→ Text excerpt:
--- START ---

Edwardians star with VSCC at Mallory Park

Historic Racing News

Some of the world’s oldest racing cars entertained at Mallory Park on the weekend

Ben Collins in the 1903 Mercedes

Once a year, Mallory Park hosts a remarkable spectacle as the Vintage Sports-Car Club runs the Dick Baddiley Trophy race for cars from the Edwardian era. Saturday’s edition delivered a handicap victory for the oldest car of them all, the 1903 Mercedes 60hp of Ben Collins.

The VSCC’s annual Mallory Park race meeting wrapped up another season of racing for the club with the meeting named in the memory of local hero Bob Gerard. But it was cars from a far earlier era than 1950s Grand Prix privateer Gerard’s that really captured the crowd’s imagination.

With all bar three or four cars at least 100 years-old, this is surely the world’s oldest grid. Sadly absent was one of the star cars, Mark Walker’s skeletal 1905 Darracq land speed record car, after a catastrophic engine failure in qualifying. The damage was horrendous, but the indomitable Walker has a spare engine and pledged to return.

While Tony Lees (1913/18 Vauxhall Viper Special) and Richard Scaldwell (1909 De Dietrich) were the fastest combinations, the handicap format gave Collins the chance for victory in the amazing Mercedes, which is just as at home on the muddy tracks of a VSCC trial. Collins got to the flag nearly 12 seconds before the 1917 Brasier of Peter Wilson.

--- END ---

→ Exercise data:
--- START ---

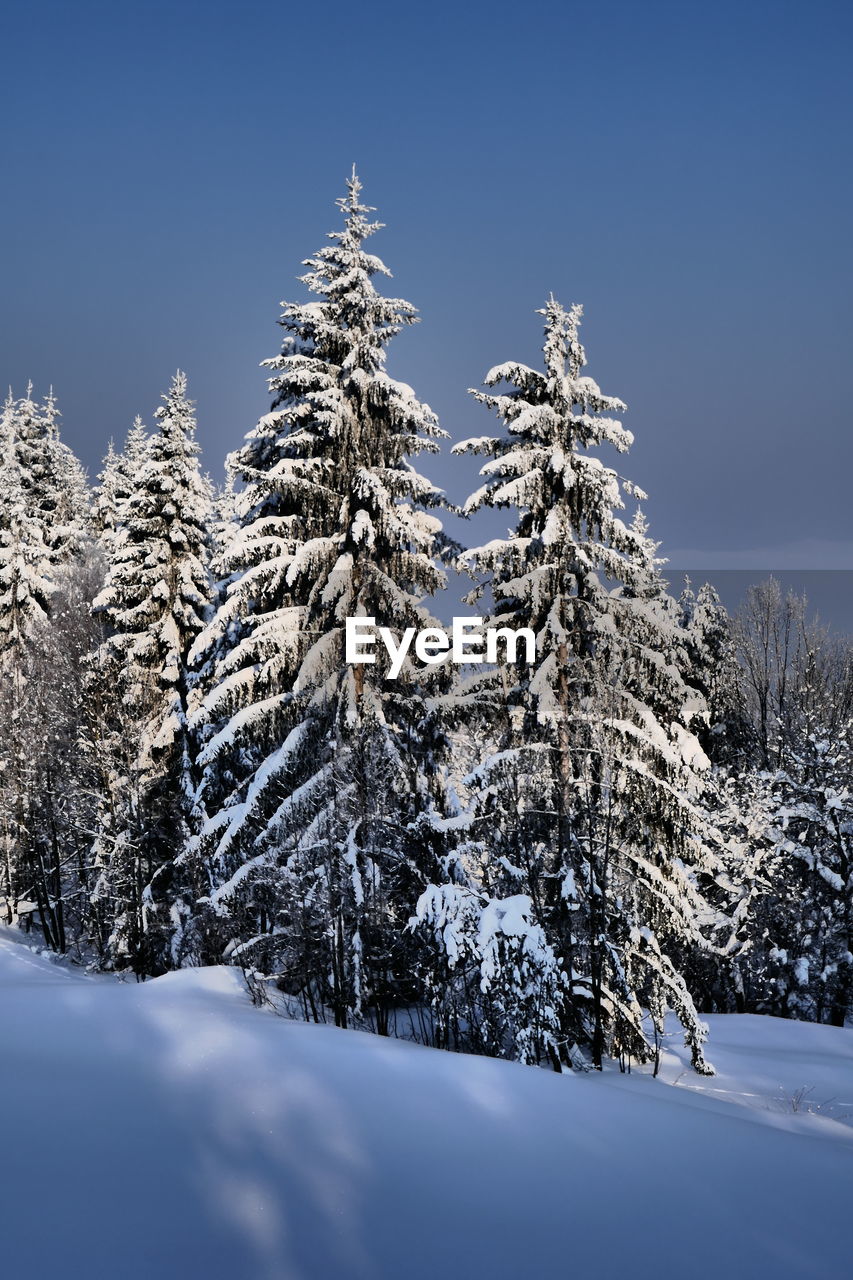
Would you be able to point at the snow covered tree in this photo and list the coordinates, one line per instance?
(589, 807)
(715, 670)
(44, 510)
(115, 481)
(320, 777)
(790, 827)
(154, 603)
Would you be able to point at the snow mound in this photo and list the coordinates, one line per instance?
(169, 1129)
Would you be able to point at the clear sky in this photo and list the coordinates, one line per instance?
(682, 169)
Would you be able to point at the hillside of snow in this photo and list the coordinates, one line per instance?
(172, 1130)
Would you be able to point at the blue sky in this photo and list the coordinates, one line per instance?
(682, 169)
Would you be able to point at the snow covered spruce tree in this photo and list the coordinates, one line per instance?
(584, 822)
(42, 526)
(44, 512)
(115, 481)
(154, 603)
(790, 826)
(322, 777)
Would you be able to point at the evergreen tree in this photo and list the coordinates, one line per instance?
(154, 603)
(589, 808)
(117, 480)
(320, 778)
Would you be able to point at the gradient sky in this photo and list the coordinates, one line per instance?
(682, 169)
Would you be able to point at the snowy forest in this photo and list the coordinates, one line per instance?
(533, 862)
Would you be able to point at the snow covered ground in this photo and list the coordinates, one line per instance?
(170, 1130)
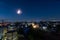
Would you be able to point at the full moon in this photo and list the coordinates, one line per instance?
(19, 11)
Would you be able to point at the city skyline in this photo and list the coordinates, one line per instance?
(31, 9)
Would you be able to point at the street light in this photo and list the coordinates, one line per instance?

--- END ---

→ Tasks:
**1)** Output the passage of the Mallory Park race report starting with "Historic Racing News" and going on through "of Ben Collins.", matching it word for word.
**2)** Answer these from the Mallory Park race report:
(a) What car did Ben Collins drive to victory?
(b) In whose memory was the meeting named?
(c) Whose car missed the race after a catastrophic engine failure in qualifying?
**3)** Please resume the Mallory Park race report after its final sentence and carry it on.

→ Numbered answers:
**1)**
Historic Racing News

Some of the world’s oldest racing cars entertained at Mallory Park on the weekend

Ben Collins in the 1903 Mercedes

Once a year, Mallory Park hosts a remarkable spectacle as the Vintage Sports-Car Club runs the Dick Baddiley Trophy race for cars from the Edwardian era. Saturday’s edition delivered a handicap victory for the oldest car of them all, the 1903 Mercedes 60hp of Ben Collins.

**2)**
(a) The 1903 Mercedes 60hp.
(b) Bob Gerard.
(c) Mark Walker's 1905 Darracq land speed record car.

**3)**
Nick Topliss in ERA R4A

Lees was also prominent in the Vintage Racing Car contest which was sadly halted early after Sue Darbyshire inverted her Morgan three-wheeler in the gravel at Devils Elbow. Thankfully, despite a trip to hospital, she was largely unscathed. Lees, in his AC/GN Cognac was ahead at the time after tremendous early pressure from Tom Walker’s Amilcar. When the aero-engined Amilcar expired, Charles Gillett took up the fight with glorious drifts into Gerards in his Frazer Nash Super Sports.

Nick Topliss took ERA R4A to a brace of wins and Dougal Cawley was at his exuberant best as he hurled GN Piglet to victory in the Pre-War Sports race. In the concluding Pre-War race, Cawley and Gillett enjoyed a wonderful oversteering contest until Piglet got a little short of breath and dropped away.

The race line-up also included front-engined Formula Juniors and it was Chris Drake’s Terrier that took control from the Elva 100 of Mark Woodhouse. Into third went Mike Walker in the front-wheel drive Bond as the former rising star raced at Mallory for the first time in 44 years.